**EXERCISE OBJECTIVE**
Recast everything from the start of the data down to the line containing "(1041, 460)" as a numbered list, leaving out any blank lines.

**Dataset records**
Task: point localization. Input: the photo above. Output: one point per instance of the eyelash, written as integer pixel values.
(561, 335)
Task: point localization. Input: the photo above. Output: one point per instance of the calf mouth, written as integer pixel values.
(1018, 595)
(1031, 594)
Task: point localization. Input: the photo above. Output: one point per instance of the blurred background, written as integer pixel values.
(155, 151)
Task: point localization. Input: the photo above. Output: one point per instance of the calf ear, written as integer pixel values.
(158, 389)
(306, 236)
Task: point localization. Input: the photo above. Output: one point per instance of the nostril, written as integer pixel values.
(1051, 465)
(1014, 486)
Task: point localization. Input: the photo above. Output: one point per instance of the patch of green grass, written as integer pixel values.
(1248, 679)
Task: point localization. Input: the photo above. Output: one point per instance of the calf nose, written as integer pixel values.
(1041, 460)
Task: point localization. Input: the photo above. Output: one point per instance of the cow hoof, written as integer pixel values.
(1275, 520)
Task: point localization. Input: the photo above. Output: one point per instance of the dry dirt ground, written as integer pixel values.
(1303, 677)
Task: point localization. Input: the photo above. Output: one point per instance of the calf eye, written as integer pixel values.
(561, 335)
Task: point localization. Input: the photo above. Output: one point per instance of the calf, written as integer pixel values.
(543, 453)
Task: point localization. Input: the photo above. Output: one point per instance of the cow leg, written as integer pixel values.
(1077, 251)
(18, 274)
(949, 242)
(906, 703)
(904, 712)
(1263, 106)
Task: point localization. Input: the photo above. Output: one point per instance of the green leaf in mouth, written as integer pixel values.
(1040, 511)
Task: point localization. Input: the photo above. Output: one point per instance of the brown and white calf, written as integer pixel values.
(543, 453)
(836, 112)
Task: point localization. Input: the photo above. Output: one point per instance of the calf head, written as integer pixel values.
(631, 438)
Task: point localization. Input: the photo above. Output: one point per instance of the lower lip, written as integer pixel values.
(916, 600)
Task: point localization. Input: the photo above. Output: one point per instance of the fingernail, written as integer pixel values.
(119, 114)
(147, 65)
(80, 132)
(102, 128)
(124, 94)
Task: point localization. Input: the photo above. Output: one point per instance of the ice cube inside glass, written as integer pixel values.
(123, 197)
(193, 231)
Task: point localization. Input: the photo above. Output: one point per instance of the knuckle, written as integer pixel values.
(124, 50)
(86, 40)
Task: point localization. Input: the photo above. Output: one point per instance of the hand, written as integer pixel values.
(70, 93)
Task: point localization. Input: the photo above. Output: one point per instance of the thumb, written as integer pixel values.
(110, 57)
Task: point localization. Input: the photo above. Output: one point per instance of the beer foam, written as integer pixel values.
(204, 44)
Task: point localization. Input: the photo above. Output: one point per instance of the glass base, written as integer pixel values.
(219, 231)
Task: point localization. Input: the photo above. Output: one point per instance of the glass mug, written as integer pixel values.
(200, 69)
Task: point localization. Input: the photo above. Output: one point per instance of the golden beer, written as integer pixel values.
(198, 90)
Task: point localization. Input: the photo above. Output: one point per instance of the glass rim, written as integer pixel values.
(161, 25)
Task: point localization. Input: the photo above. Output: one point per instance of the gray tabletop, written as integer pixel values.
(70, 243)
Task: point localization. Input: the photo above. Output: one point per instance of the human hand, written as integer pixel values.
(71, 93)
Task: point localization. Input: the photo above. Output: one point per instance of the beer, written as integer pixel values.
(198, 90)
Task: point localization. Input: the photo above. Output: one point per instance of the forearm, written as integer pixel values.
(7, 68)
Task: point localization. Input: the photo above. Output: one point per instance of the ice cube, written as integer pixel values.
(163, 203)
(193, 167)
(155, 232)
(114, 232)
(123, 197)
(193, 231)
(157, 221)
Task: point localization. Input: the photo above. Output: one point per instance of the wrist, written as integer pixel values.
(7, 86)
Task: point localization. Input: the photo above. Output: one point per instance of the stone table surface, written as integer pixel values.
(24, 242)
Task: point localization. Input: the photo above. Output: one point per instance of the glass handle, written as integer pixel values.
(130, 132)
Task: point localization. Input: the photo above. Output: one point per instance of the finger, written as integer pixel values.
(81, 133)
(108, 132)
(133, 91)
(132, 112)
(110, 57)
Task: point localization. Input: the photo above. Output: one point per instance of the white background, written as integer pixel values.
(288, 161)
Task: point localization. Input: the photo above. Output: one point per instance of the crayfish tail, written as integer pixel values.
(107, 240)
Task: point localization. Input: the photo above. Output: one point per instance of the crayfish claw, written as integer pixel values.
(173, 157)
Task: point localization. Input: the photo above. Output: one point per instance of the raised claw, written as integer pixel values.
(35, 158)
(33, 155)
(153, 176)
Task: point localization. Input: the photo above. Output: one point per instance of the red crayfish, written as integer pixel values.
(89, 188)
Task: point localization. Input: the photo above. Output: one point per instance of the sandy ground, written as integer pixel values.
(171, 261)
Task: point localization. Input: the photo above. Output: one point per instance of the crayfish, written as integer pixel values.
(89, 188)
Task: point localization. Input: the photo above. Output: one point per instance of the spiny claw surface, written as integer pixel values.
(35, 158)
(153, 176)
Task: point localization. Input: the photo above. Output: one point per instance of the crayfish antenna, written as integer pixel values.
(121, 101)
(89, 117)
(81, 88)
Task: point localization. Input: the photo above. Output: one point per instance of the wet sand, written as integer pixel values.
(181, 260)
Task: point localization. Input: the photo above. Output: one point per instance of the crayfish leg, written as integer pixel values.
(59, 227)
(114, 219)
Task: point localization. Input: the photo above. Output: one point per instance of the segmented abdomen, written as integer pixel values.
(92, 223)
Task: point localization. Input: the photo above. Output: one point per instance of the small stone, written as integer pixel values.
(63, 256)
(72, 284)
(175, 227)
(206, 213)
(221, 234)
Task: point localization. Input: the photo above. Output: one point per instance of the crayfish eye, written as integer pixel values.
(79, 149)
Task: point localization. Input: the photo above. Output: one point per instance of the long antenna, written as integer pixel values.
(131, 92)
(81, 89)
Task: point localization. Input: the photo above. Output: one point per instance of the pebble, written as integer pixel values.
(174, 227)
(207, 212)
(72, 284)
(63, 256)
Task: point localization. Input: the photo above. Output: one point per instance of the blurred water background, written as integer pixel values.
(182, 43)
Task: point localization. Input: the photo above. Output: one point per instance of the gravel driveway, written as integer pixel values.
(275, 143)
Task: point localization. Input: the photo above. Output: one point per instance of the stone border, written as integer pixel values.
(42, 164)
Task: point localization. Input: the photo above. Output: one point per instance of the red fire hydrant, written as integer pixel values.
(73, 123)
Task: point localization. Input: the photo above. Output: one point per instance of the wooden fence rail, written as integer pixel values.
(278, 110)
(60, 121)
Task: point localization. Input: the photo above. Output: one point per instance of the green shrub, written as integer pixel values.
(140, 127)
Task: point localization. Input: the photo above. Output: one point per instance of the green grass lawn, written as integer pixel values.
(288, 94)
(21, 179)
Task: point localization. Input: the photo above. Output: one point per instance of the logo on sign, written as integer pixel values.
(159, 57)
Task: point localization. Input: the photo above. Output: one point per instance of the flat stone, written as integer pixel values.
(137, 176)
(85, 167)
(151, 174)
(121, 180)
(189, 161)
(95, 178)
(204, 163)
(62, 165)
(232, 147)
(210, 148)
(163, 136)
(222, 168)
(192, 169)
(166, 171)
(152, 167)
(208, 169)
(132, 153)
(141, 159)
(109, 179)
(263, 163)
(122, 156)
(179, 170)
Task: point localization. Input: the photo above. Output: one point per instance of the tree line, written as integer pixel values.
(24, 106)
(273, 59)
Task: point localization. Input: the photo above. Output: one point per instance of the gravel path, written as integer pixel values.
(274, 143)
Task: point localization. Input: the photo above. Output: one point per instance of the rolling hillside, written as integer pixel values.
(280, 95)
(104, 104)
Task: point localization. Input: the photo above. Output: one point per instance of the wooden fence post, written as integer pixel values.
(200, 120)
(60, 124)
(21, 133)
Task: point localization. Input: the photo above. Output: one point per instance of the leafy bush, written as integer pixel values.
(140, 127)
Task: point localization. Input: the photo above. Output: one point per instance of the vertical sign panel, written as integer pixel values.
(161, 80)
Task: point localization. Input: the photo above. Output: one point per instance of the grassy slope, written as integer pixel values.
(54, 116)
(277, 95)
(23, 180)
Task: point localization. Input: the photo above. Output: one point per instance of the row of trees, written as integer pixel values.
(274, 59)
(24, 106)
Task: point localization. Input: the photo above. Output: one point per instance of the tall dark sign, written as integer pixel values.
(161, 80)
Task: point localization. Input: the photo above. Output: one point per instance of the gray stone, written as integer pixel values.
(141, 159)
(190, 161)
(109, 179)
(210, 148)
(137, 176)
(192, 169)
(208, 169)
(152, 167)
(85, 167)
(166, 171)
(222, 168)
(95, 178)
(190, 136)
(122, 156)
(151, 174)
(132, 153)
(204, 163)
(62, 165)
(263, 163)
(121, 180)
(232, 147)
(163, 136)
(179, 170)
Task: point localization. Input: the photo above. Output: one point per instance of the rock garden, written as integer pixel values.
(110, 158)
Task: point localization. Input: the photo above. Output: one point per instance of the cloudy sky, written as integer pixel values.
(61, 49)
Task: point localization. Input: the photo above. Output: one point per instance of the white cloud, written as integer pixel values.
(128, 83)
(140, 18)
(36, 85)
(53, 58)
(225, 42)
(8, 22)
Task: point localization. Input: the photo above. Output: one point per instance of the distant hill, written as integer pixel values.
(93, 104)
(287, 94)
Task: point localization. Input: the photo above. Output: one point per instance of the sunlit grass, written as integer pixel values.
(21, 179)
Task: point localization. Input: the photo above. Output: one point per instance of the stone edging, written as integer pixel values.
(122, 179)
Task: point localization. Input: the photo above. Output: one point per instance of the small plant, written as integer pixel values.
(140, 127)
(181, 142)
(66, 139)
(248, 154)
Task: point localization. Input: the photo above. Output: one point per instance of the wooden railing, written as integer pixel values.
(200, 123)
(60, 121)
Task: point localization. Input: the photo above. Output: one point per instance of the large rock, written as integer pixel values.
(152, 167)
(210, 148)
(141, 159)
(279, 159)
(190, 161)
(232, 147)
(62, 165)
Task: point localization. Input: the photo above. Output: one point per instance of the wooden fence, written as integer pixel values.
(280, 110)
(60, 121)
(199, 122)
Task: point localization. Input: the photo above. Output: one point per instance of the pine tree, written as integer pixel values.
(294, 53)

**RIGHT ANSWER**
1. Task: point localization. Input: the photo above. Output: one point per instance of the eyelash, written as integer pixel values.
2. (561, 335)
3. Task: point localization. Input: the photo above. Output: one point per instance of the calf mouth, written as integer pixel values.
4. (1018, 595)
5. (1031, 594)
6. Task: point localization. Input: the photo above. Output: one point per instance of the blurred background, written as integer pixel values.
7. (155, 151)
8. Task: point localization. Input: the photo above. Output: one point per instance of the calf ear, written as integer pixel values.
9. (158, 389)
10. (306, 236)
11. Task: point localization. Input: the photo above. Output: one point per instance of the nostril, written as integer pixel values.
12. (1051, 465)
13. (1014, 486)
14. Task: point localization. Input: the photo above. Output: one point per instance of the patch of green grass, written as integer pixel values.
15. (1248, 679)
16. Task: point localization. Input: the photo above. Output: one point per instance of the calf nose, written as integer pixel values.
17. (1041, 460)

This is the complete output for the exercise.